Your task »
Reproduce the talk abstracts below word for word, from "Matt Price-Williams, Detecting" up to and including "in this framework.".

Passage for review »

Silvia Metelli, Bayesian Model-Based Clustering for Computer Network Data

Clustering methods aim to group together similar objects. Different approaches have been devel- oped in literature, including Bayesian model-based hierarchical clustering which is the method of main interest here. A model-based approach defines clusters as groups of objects which have been generated by the same underlying probability distribution whilst the Bayesian formulation enables the partition of items into subsets to be a parameter of a probability model for the data, subject to prior assumptions. We present a simple algorithm for Bayesian model-based hierarchical clustering, with an application to computer network data. Computer networks are complex, and detecting any changes in their structure represents an important security application. In particular, we are interested in analysing new edge formation in the network, as it can be a signal of malicious behaviours. Within this context, clustered data can be useful to subsequently perform new edge prediction on peer groups of similar profiles. Specifically, we perform bi-clustering, which aim at identifying subsets of both rows and columns of a data matrix which are similar, revealing an underlying structure which may be obscured when clustering either rows or columns independently. However, identifying those clusters can be a challenging task as computer networks generally show the so-called scale-free behaviour, where most of the nodes are very low connected while some nodes are extremely connected. In this respect, we will discuss the importance of including an informative prior distribution in the model.


Matt Price-Williams, Detecting limited dependency in point processes

The aim of this talk is to investigate methods of detecting triggering between edges in a large directed interaction network. Edges between nodes in a network can be interpreted and modelled as point processes where events in the process indicate information being sent along that edge. A test will be introduced to detect situations when only a subset of these events exhibit a triggering effect on another process. This test will allow us to detect correlated edges within a network, enabling locally joint modelling. This talk will consider the asymptotics of this problem as the number of events goes to infinity, whilst the proportion exhibiting dependence goes to zero, and examine the performance of different tests that are consistent in this framework.

Source material »
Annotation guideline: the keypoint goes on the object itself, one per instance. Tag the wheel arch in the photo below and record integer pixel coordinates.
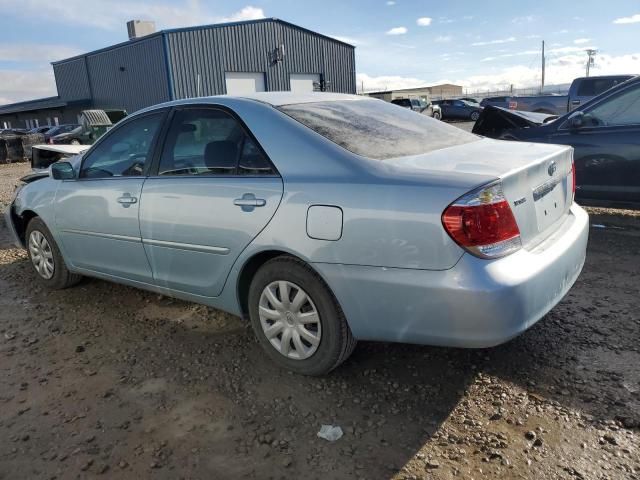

Answer for the task »
Matt Price-Williams, Detecting limited dependency in point processes

The aim of this talk is to investigate methods of detecting triggering between edges in a large directed interaction network. Edges between nodes in a network can be interpreted and modelled as point processes where events in the process indicate information being sent along that edge. A test will be introduced to detect situations when only a subset of these events exhibit a triggering effect on another process. This test will allow us to detect correlated edges within a network, enabling locally joint modelling. This talk will consider the asymptotics of this problem as the number of events goes to infinity, whilst the proportion exhibiting dependence goes to zero, and examine the performance of different tests that are consistent in this framework.